[WHAT THE TASK ASKS]:
Reproduce the data below word for word, leaving out the picture.

[DATA PROVIDED]:
※

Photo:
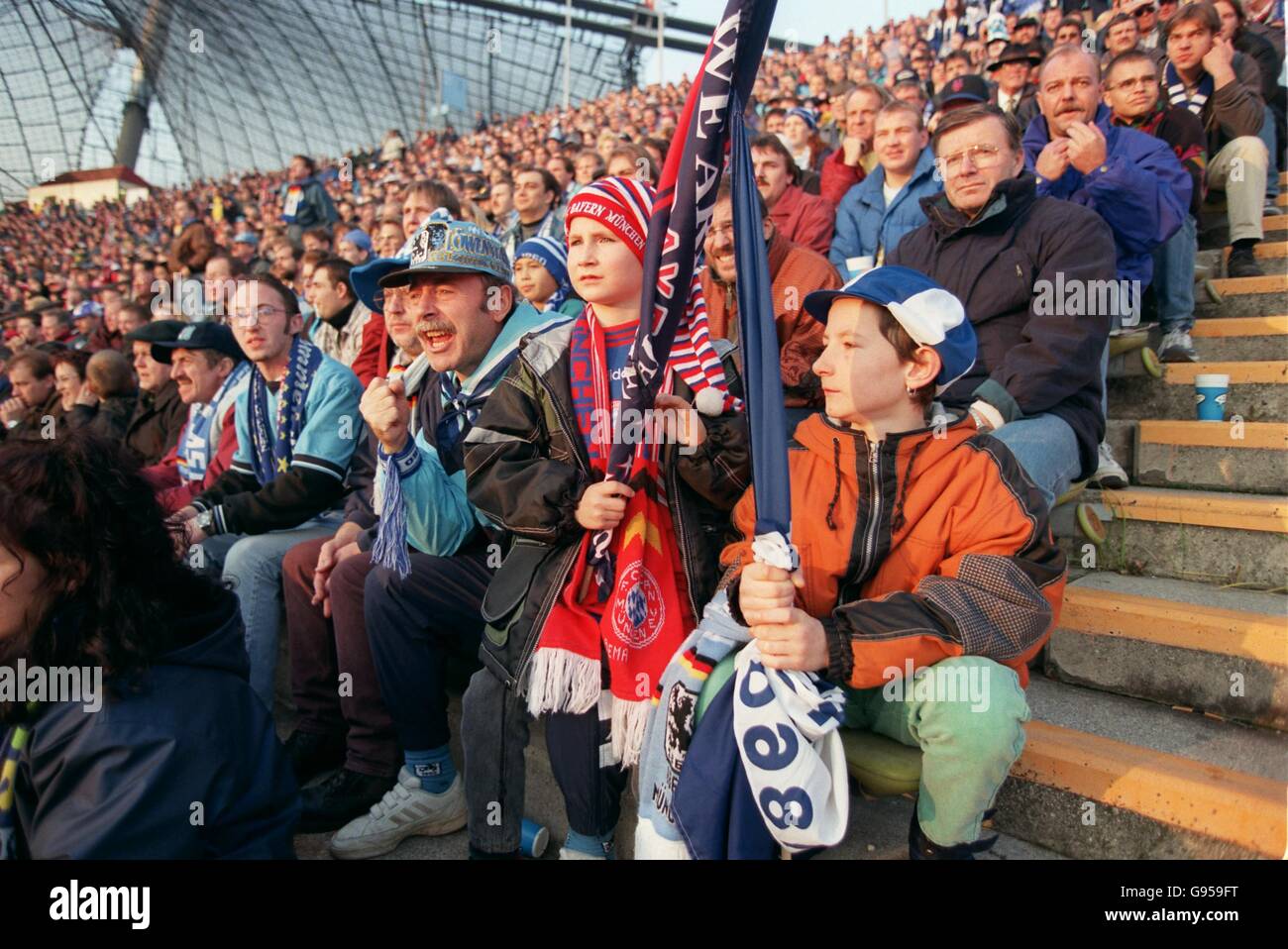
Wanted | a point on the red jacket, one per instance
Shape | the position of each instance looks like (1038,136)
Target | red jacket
(172,492)
(805,219)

※

[RESULT FOR THIS EXERCISE]:
Photo:
Wanted | a point on the red jacket, one per instance
Shape | the position of each instance looks like (1038,136)
Target | red jacket
(172,492)
(805,219)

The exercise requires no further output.